═════ RECORDS TO PROCESS ═════

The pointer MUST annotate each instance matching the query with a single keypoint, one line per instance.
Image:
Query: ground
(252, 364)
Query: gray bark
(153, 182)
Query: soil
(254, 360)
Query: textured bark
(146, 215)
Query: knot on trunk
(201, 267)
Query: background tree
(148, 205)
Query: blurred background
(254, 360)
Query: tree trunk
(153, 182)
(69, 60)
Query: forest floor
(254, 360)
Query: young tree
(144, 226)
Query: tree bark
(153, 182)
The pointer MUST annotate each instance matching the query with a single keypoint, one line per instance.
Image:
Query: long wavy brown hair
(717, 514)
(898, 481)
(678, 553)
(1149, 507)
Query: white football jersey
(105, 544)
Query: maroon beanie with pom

═════

* [TASK TO CARRY OUT] Reproduce the items above, changing "pointer" to "annotator" and leaving everything else unaltered.

* [SOLVED EXERCISE]
The annotator MUST annotate each instance matching the query with a single keypoint, one line per instance.
Image:
Query: ground
(252, 364)
Query: gray bark
(153, 182)
Query: soil
(254, 360)
Query: textured bark
(146, 215)
Query: knot on trunk
(201, 267)
Query: background tree
(148, 205)
Query: blurred background
(254, 360)
Query: tree trunk
(153, 182)
(69, 60)
Query: forest floor
(254, 360)
Query: young tree
(144, 226)
Query: tree bark
(153, 182)
The annotator MUST annotate each instance matching the query with a single keypoint, one line per instance.
Image:
Query: long wavy brown hair
(717, 514)
(898, 481)
(678, 553)
(1149, 507)
Query: white football jersey
(105, 544)
Query: maroon beanie with pom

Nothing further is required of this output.